Entries shown:

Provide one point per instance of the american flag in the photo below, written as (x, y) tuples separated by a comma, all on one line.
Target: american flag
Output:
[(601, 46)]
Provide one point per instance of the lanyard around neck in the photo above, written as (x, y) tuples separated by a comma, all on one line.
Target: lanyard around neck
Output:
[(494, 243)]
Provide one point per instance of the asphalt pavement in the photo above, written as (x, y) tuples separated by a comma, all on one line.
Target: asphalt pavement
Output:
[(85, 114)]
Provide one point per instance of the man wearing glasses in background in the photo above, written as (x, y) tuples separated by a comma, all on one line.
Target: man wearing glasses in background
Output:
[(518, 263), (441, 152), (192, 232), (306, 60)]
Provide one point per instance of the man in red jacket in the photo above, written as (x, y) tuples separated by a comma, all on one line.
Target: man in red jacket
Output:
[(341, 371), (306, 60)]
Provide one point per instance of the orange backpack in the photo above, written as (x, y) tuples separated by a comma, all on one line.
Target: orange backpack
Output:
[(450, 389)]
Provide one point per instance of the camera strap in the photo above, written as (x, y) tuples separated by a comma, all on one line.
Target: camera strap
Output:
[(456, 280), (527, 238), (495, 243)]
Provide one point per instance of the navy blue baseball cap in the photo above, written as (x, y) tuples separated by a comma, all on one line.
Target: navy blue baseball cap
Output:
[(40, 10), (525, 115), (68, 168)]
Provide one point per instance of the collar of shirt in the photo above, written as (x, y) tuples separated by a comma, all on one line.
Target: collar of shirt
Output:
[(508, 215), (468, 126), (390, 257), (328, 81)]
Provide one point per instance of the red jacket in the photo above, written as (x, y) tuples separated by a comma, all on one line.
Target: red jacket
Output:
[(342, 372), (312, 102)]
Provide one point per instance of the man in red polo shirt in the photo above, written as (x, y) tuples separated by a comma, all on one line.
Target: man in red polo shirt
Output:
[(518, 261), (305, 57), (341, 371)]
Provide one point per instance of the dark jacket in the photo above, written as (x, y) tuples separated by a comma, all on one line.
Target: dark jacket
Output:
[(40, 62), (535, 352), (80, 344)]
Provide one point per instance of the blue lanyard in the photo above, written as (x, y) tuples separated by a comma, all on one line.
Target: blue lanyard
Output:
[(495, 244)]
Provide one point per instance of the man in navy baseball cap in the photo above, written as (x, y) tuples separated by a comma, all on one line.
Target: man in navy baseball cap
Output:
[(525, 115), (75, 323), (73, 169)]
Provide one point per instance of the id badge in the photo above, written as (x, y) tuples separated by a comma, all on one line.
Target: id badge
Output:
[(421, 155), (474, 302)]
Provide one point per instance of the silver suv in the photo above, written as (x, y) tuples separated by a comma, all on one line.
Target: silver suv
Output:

What the exercise asks: Could you return every record above exactly as written?

Written solution:
Provide one point per instance of the american flag in the photo below, written as (x, y) tuples separated by a comma, all on one line.
Target: american flag
Output:
[(601, 46)]
Provide one point per instance of the lanyard around neck in the photo above, written as (x, y) tuples separated by a comma, all on one line.
Target: lanyard around neck
Output:
[(494, 243)]
Provide one point per instance of the asphalt pavement in the photo above, written as (x, y) tuples separated by a comma, all on one line.
Target: asphalt pavement
Output:
[(85, 114)]
Provide one point per instance of the man wearing glasses in background in the photo above, written as (x, y) tuples separated by a comma, all on one line.
Target: man wearing glasses in background
Output:
[(518, 263), (441, 152), (192, 232), (306, 60)]
Provide one point per instance of the man in red jacket in the photo above, written as (x, y) tuples separated by a comma, all on one line.
Target: man in red jacket
Output:
[(341, 371), (306, 60)]
Provide one point per instance of the orange backpack in the photo above, written as (x, y) tuples separated by a comma, all on one line.
Target: orange backpack
Output:
[(450, 389)]
Provide one point per instance of the camera strap in the photo above, written as (x, y) tuples separated by a comma, all on one line.
Target: camera strap
Output:
[(456, 280), (527, 238), (495, 243)]
Provide one point per instance of the navy blue baseball cap in the photo above, written as (x, y) tuples separated by a comma, all on one line.
Target: navy blue baseball cap
Output:
[(40, 10), (525, 115), (68, 168)]
Provide one point per instance of the collar of shirt in the photo above, written as (x, y) tuples separated by a comma, all on one line.
Target: collar of shirt
Output:
[(508, 215), (468, 126), (390, 257), (328, 81)]
Provide one point per instance of the red jacket in the photo above, written as (x, y) tuples separated by a comma, all on one line.
Target: red jacket
Output:
[(342, 372), (312, 102)]
Provide one point per instance of the man in red polo shirt in the photo above, written as (x, y) tuples separated by a comma, all on one line.
Target: man in red polo shirt
Output:
[(518, 261), (305, 57), (341, 371)]
Provide one point per instance of the dark jacket in the photo above, written as (x, y) tuples separated by a comma, all on one line.
Target: dark jacket
Output:
[(40, 62), (535, 352), (80, 344)]
Provide one point per instance of the blue lanyard in the photo above, written as (x, y) tuples separated by a comma, all on one line.
Target: blue lanyard
Output:
[(495, 244)]
Provide one point per instance of the man in navy baseball cap in the photo above, written as (x, y) tuples separated by a comma, all on one line.
Target: man in navy baseball cap
Output:
[(525, 115), (75, 323), (73, 169)]
Provide one point per instance of the id badge in the photo above, written as (x, y) tuples separated by a comma, all on one line.
Target: id badge
Output:
[(421, 155), (474, 302)]
Provide one point per instance of the silver suv in the photo above, written as (x, y) tuples separated by a comma, all on one line.
Target: silver suv
Output:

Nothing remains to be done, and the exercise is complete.